Excerpts from point annotation data

-- -- --

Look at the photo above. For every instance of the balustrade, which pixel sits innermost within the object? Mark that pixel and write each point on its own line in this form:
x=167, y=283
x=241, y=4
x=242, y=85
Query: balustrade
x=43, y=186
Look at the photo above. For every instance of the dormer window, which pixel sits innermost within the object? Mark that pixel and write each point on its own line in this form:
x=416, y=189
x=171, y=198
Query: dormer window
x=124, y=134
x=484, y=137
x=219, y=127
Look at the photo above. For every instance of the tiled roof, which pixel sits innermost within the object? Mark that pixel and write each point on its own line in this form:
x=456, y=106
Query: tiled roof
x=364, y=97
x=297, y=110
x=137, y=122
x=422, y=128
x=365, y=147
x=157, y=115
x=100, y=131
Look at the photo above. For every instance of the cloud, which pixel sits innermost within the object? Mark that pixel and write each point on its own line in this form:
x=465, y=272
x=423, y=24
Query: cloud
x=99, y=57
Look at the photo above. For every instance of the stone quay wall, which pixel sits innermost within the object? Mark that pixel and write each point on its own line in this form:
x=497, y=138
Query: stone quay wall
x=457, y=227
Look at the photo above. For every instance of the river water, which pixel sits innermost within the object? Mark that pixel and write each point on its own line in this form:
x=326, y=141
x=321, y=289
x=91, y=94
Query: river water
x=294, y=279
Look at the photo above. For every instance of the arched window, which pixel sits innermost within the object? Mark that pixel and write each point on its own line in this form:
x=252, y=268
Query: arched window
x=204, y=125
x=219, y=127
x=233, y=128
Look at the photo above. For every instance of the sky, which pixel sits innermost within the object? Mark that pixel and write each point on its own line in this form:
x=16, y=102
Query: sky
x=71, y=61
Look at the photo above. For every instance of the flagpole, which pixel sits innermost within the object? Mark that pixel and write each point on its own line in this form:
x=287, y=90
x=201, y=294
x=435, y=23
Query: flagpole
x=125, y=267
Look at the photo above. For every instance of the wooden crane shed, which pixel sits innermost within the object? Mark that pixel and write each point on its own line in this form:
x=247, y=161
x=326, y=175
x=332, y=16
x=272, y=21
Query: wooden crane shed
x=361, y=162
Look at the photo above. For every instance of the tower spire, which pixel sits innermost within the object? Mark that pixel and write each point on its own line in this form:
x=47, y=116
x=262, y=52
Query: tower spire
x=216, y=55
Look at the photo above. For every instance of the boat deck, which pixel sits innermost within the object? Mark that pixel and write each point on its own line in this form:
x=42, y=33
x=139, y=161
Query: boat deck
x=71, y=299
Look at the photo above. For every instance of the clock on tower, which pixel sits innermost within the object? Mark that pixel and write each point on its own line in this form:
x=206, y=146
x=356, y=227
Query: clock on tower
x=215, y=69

-- -- --

What you should do:
Write out the lines above, starting at the line that contains "Look at the photo above. For every instance of the river" and ending with the final line, and nothing else; copy them exactly.

Reply to the task:
Look at the photo above. For every instance of the river water, which pixel sits innermost within the object? Mark that pixel and write each point on its own line in this form:
x=326, y=141
x=321, y=289
x=91, y=94
Query: river water
x=294, y=279
Look at the photo above. For every instance of the arched window, which pixel sits innermost within the object? Mark that pixel and write each point on its own line in this form:
x=252, y=268
Query: arched window
x=204, y=125
x=219, y=127
x=233, y=128
Look at the photo above. For every instance of the sky, which pixel sits innermost within the object? Mark that pixel and write each point on its own line in this form:
x=16, y=102
Query: sky
x=71, y=61
Look at the photo above. For every instance of the flagpole, which pixel sits innermost within the object? Mark that pixel and write each point on its own line in this form:
x=287, y=90
x=201, y=294
x=435, y=23
Query: flagpole
x=125, y=267
Look at the photo above. For every instance of the wooden crane shed, which pixel sits innermost within the object? Mark that pixel and write each point on its own line in this form:
x=247, y=161
x=326, y=175
x=332, y=16
x=272, y=21
Query: wooden crane shed
x=361, y=162
Look at the photo above. For every instance of the tower spire, which pixel sits innermost within the object? Mark that pixel and write each point on its own line in this form:
x=47, y=116
x=262, y=52
Query: tower spire
x=216, y=55
Look at the photo above. For every instance of the boat deck, which pixel sits innermost within the object? Mark that pixel and write each point on its own line in this form:
x=42, y=33
x=139, y=161
Query: boat deck
x=71, y=299
Look at the photo above. For every instance of the clock on tower, which pixel sits innermost within the object? Mark that pixel and write each point on its own line in this form:
x=206, y=146
x=356, y=227
Query: clock on tower
x=215, y=69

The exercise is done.